** Start Record excerpts **

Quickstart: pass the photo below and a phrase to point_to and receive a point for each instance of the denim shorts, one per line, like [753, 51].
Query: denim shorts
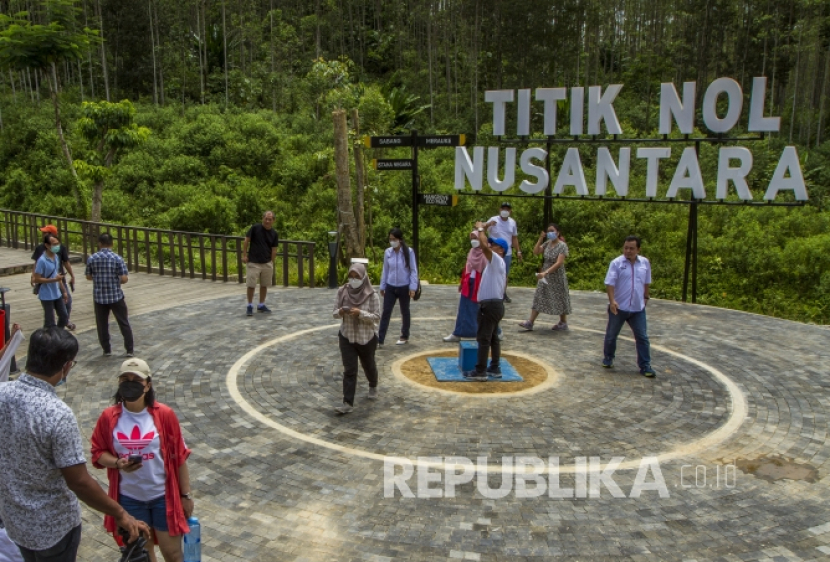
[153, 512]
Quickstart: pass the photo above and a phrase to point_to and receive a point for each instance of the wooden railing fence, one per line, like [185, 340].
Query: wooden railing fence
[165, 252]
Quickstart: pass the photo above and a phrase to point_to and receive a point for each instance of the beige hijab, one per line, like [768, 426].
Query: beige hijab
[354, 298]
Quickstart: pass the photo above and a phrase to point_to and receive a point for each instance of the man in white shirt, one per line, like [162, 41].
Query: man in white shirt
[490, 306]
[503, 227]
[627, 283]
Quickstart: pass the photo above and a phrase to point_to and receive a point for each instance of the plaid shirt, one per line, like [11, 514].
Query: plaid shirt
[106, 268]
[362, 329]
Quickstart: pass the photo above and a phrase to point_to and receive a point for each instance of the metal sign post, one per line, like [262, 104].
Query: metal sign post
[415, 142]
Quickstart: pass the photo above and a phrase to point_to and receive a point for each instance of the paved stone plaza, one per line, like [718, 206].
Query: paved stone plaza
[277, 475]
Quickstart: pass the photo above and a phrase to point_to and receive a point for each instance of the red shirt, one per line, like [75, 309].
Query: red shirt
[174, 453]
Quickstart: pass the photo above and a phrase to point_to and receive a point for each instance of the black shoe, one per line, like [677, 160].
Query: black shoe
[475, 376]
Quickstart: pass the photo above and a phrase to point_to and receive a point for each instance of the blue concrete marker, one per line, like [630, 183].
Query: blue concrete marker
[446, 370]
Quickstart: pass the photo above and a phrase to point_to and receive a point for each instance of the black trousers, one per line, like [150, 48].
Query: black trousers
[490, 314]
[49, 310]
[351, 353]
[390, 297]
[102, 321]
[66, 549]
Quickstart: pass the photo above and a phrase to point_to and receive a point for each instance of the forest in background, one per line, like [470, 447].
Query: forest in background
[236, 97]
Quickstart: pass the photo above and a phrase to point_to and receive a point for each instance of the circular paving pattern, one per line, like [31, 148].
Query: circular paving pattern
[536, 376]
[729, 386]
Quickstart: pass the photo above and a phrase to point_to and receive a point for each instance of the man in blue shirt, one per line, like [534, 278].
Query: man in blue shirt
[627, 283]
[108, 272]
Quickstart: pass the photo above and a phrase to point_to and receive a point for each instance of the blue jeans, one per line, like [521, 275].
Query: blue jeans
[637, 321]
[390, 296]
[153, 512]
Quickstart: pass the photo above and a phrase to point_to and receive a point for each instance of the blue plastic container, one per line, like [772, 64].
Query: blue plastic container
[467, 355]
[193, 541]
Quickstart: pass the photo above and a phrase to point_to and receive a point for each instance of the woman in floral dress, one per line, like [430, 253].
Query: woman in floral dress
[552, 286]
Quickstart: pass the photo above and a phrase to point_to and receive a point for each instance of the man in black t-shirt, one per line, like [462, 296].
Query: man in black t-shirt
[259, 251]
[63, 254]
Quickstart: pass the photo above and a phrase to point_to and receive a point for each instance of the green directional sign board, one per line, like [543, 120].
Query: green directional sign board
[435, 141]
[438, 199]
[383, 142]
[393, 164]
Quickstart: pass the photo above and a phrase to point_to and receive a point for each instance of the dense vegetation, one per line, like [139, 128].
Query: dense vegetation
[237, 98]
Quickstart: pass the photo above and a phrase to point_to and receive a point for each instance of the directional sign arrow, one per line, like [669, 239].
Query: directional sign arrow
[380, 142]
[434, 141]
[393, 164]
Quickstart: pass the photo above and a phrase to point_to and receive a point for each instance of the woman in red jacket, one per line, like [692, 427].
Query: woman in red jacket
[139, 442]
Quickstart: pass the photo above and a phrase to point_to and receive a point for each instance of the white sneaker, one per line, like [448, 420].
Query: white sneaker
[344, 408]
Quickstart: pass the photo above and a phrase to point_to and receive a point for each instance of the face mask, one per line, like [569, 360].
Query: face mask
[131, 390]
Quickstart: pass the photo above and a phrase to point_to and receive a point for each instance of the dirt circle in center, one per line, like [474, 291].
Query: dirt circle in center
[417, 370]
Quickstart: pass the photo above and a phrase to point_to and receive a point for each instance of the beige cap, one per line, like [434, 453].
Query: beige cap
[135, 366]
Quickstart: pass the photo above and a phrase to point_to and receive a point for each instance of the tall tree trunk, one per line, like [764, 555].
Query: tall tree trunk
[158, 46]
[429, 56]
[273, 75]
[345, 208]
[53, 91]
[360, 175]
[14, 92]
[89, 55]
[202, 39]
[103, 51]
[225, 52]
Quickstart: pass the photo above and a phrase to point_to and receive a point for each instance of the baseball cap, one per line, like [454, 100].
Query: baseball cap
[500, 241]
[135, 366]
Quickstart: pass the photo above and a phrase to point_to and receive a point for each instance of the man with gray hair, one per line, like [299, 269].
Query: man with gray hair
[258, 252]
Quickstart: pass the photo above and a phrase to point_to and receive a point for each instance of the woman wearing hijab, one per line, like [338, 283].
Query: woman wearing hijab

** End Record excerpts **

Copy the records above word for word, leaving out the pictures.

▸ **In response**:
Quickstart: pass the photo below and a phrase to point_to and receive a point for each instance of the denim shorts, one per line, like [753, 51].
Query: denim shorts
[153, 512]
Quickstart: pass the photo above and a phrase to point_to and receive a point for each instance of the wooden railing fence, one per line, like [185, 340].
Query: wooden railing fence
[165, 252]
Quickstart: pass the photo above and a phrase to point_to and receive a point for each instance of the beige hijab, one per line, like [768, 426].
Query: beige hijab
[354, 298]
Quickstart: pass the photo above and a phrase to point_to and receive a point for each instance of the man in white shirt, one per line, like [162, 41].
Query: man in white shirt
[490, 306]
[503, 227]
[627, 283]
Quickstart: pass the photo above and a phrase to point_to and receive a point for each instance of the plaid shirt, one per line, like [11, 514].
Query: plaid shirt
[106, 268]
[362, 329]
Quickstart: pass the photo above and a phrase to point_to and receive a point for each instance of the metal sign post, one per line, like [262, 104].
Query: metal sign post
[415, 142]
Quickstart: pass the photo above and a phrase to point_to and receive a point for each instance of the paved stone plaza, one per line, like [718, 206].
Query: paved stone plaza
[277, 475]
Quickstart: pass the photo above and a phrase to point_to and receive a point for each instance of the red shirt, one per line, like [75, 309].
Query: red shirt
[174, 453]
Quickstart: pass the photo above and a phrase to point_to and receive a point for each instance of the black shoe, one per line, like [677, 160].
Query: black shoe
[475, 376]
Quickstart: pass the photo above and a phrase to point_to and receive a point for each instance of the blue concrete marker, one per line, like [630, 183].
Query: blue concrete marker
[446, 370]
Quickstart: pass the photo above and a phrase to point_to and receive a point for each instance of the black trousers, one per line, like [150, 48].
Query: black trousers
[490, 314]
[49, 310]
[351, 353]
[390, 297]
[102, 321]
[66, 549]
Quickstart: pass the photo above and a phrase to point_to and receive a point for each instance of the forest in background, one per line, like [470, 447].
Query: forest in background
[236, 97]
Quickstart: pass the photo above and a phrase to point_to and receive a point for each instance of the circular paving pattern, one per line, like [31, 148].
Query: circular paving pattern
[536, 376]
[729, 386]
Quickstart: pass the photo above and a phrase to point_to and receive a point for each instance of the man in blue shirt, one per line, like [534, 278].
Query: man in blue shirt
[627, 283]
[108, 272]
Quickstart: pass the photo above and a phrase to point_to and receive a point for each instance of the blue jeans, one per line, like [521, 275].
Query: blue jeans
[637, 321]
[390, 296]
[153, 512]
Quickstart: pass the photo above and a phrase to point_to and receive a point for each instance of the blue plastic container, one per line, like [772, 64].
Query: blue plastic container
[467, 355]
[193, 541]
Quickstart: pass the photo above and a phrase to point_to and receive a point for each instance of the woman in floral dress, one per line, like [430, 253].
Query: woman in floral dress
[552, 286]
Quickstart: pass the photo above and a phrase to point_to and receive a point for each instance of the man in black t-shirt, one per line, like [462, 296].
Query: man in black t-shirt
[259, 251]
[63, 254]
Quickstart: pass the photo above and a phrase to point_to and receive a point for each instance of the green directional sign board, one per line, like [543, 120].
Query: green directional sign board
[435, 141]
[438, 199]
[383, 142]
[393, 164]
Quickstart: pass the photo above and a phrase to point_to and receive a point for each instance of the dense vegetation, one per line, like [139, 128].
Query: dense vegetation
[237, 98]
Quickstart: pass the photo above and a phrase to point_to and receive a point for each instance of the directional sign arrow, one per line, like [669, 239].
Query: directional sign arrow
[380, 142]
[434, 141]
[393, 164]
Quickstart: pass the photo above and a phrase to point_to and receive a point for each instance of the woman in red jacket, one per line, like [692, 427].
Query: woman in red jacket
[139, 442]
Quickstart: pass the photo above and a phrase to point_to and receive a point for each instance of the white sneaker, one per line, like [448, 420].
Query: white sneaker
[344, 408]
Quickstart: pass the photo above and a phrase to point_to and receive a point for each instance of the face mask, one per line, like [569, 360].
Query: face mask
[131, 390]
Quickstart: pass the photo above and a phrase to point_to and receive a point for each instance of the dirt circle in center, one per line, like [474, 291].
Query: dirt circle in center
[417, 370]
Quickstart: pass the photo above and a phrase to point_to and receive a point for each instance of the beige cap, one per line, like [434, 453].
Query: beige cap
[135, 366]
Quickstart: pass the photo above and a phrase to point_to and receive a point for each instance of the tall tree trunk, one per line, like [764, 555].
Query: tall tree trunk
[158, 46]
[429, 56]
[273, 75]
[345, 208]
[53, 91]
[360, 175]
[14, 92]
[89, 55]
[202, 39]
[103, 51]
[225, 52]
Quickstart: pass the photo above and a phrase to point_to and receive a point for each instance of the baseball cap, one per line, like [454, 100].
Query: baseball cap
[500, 241]
[135, 366]
Quickstart: pass the photo above and a phrase to point_to and receive a point for each instance of the man with gray hair, one per line, like [299, 269].
Query: man with gray hair
[258, 252]
Quickstart: pass the photo above and a phrase to point_to and receive a point for each instance of the woman wearing hijab, one per line, like [338, 283].
Query: woman wearing hijab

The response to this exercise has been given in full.